▸ Dataset extract
--- begin ---

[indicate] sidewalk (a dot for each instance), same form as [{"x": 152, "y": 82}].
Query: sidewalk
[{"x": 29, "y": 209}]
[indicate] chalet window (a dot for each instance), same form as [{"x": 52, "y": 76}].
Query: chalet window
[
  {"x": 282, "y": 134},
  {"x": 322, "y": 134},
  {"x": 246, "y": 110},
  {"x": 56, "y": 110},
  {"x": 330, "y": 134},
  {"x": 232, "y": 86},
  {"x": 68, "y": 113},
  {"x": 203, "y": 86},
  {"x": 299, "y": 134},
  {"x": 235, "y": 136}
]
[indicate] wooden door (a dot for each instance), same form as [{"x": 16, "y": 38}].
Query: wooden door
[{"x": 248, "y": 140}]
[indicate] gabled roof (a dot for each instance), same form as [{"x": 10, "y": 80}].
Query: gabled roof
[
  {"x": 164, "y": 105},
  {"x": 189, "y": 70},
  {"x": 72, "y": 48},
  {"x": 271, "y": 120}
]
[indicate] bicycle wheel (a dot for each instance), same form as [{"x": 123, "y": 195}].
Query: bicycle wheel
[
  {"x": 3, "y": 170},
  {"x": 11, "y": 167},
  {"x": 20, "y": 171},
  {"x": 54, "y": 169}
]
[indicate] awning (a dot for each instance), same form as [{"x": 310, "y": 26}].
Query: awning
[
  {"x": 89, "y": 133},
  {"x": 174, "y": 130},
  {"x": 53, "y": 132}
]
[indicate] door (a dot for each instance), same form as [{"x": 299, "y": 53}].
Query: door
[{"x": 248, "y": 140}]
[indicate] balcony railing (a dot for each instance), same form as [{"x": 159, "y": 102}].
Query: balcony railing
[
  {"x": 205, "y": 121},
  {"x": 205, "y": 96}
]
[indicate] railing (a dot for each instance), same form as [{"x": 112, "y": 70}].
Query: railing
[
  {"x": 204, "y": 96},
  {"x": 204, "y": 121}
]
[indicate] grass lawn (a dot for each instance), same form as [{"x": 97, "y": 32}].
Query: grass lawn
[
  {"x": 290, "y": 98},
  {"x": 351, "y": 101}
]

--- end ---
--- begin ---

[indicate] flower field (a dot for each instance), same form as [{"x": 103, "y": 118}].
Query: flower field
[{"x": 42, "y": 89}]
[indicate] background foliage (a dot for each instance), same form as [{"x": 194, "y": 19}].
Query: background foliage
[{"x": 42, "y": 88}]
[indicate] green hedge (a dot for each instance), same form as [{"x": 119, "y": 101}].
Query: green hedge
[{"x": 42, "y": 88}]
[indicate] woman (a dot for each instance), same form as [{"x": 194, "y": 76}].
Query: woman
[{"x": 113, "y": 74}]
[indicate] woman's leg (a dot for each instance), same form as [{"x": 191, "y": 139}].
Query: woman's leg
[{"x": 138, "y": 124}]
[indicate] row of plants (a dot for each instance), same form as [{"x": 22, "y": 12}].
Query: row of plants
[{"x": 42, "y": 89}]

--- end ---

▸ What the exercise asks
Collect every line of the items above that contains the string "lawn".

▸ Output of the exercise
[indicate] grass lawn (a dot for each instance), same form as [{"x": 97, "y": 32}].
Query: grass lawn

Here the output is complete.